══ Input
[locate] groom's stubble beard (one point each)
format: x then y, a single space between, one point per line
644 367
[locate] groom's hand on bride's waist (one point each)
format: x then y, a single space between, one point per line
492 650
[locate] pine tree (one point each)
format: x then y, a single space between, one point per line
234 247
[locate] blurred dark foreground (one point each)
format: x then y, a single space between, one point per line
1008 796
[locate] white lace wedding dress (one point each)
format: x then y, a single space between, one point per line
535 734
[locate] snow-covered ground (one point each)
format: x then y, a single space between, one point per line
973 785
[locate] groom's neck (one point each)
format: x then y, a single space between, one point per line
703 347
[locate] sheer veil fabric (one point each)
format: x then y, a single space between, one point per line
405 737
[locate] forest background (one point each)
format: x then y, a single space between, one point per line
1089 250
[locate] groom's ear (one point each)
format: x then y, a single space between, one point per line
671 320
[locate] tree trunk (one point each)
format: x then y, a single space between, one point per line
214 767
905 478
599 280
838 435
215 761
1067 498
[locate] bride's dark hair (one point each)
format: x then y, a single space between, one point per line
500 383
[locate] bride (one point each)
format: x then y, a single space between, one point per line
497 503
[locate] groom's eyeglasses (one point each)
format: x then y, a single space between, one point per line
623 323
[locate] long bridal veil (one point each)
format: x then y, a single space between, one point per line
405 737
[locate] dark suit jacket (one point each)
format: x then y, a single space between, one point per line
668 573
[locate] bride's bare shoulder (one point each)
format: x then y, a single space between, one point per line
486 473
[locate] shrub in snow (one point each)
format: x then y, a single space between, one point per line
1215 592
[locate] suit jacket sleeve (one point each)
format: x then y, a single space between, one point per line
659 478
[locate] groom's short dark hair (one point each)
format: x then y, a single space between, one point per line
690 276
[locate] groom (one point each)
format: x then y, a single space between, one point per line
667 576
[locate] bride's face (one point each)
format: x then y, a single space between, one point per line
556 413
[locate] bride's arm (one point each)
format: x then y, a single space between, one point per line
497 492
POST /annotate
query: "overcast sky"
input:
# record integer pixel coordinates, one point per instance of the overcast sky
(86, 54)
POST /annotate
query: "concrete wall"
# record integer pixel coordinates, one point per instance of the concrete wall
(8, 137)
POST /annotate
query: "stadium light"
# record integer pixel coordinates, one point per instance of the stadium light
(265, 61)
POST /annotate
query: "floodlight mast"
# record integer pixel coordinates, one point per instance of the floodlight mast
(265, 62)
════
▶ [Written request] Go through the listing and print each line exactly as it appears.

▶ [Result of this task]
[locate] groom's stubble beard (one point each)
format: x then y, a single space between, one point per line
644 367
[locate] groom's hand on bride's waist (one point each)
format: x then y, a single space between, one point per line
492 650
[locate] pine tree (one point each)
format: x then y, a single space between, one point per line
234 247
[locate] blurred dark foreground (one point each)
format: x then y, a single space between, one point per line
1008 796
[locate] white lace wedding dress (one point each)
format: x then y, a single space between, one point per line
535 734
[locate] snow-covered ground (one point each)
format: x then y, a single space between, one point per line
973 785
[locate] groom's neck (one point each)
format: x then y, a single space between, one point per line
703 347
[locate] sheer veil fabric (one point each)
format: x then y, a single space between, one point per line
405 737
[locate] forest background (one point each)
format: x then y, a single space between, one point per line
1089 250
[locate] groom's ear (one point each)
format: x then y, a single space between, one point per line
671 320
[locate] tree trunk (one point each)
format: x then y, a single space between, one point per line
214 767
905 478
599 280
838 435
215 761
1067 498
[locate] bride's dark hair (one point each)
format: x then y, a single space between, one point per line
500 383
[locate] bride (one point each)
format: x then y, a single space between, one point per line
497 503
[locate] groom's eyeglasses (one point each)
format: x then y, a single space between, one point per line
623 323
[locate] long bridal veil (one point each)
format: x then y, a single space between, one point per line
405 737
[locate] dark suit jacket (one point each)
format: x then y, a single space between, one point per line
668 573
[locate] bride's bare shoulder (one point each)
format: x then y, a single space between, one point per line
486 473
[locate] shrub in snow (one point each)
format: x then y, a single space between, one point per line
1215 592
[locate] suit jacket sleeve (one point each)
format: x then y, a single space between, one point per line
659 478
[locate] groom's short dark hair (one point each)
format: x then y, a single space between, one point per line
690 276
[locate] groom (one point each)
format: x then y, a single space between, one point per line
667 576
[locate] bride's face (one point each)
format: x then y, a single space between, one point per line
556 413
[locate] bride's arm (one point each)
format: x then y, a single space between, one point per line
497 492
POST /annotate
query: "overcast sky"
input:
# record integer pixel coordinates, one point per instance of the overcast sky
(86, 54)
POST /annotate
query: "concrete wall"
# record integer pixel coordinates, one point per instance of the concrete wall
(8, 137)
POST /annotate
query: "stadium light"
# record integer pixel coordinates, one point per instance of the stadium light
(265, 61)
POST /annotate
query: "floodlight mast"
# record integer pixel coordinates, one point per instance of the floodlight mast
(265, 62)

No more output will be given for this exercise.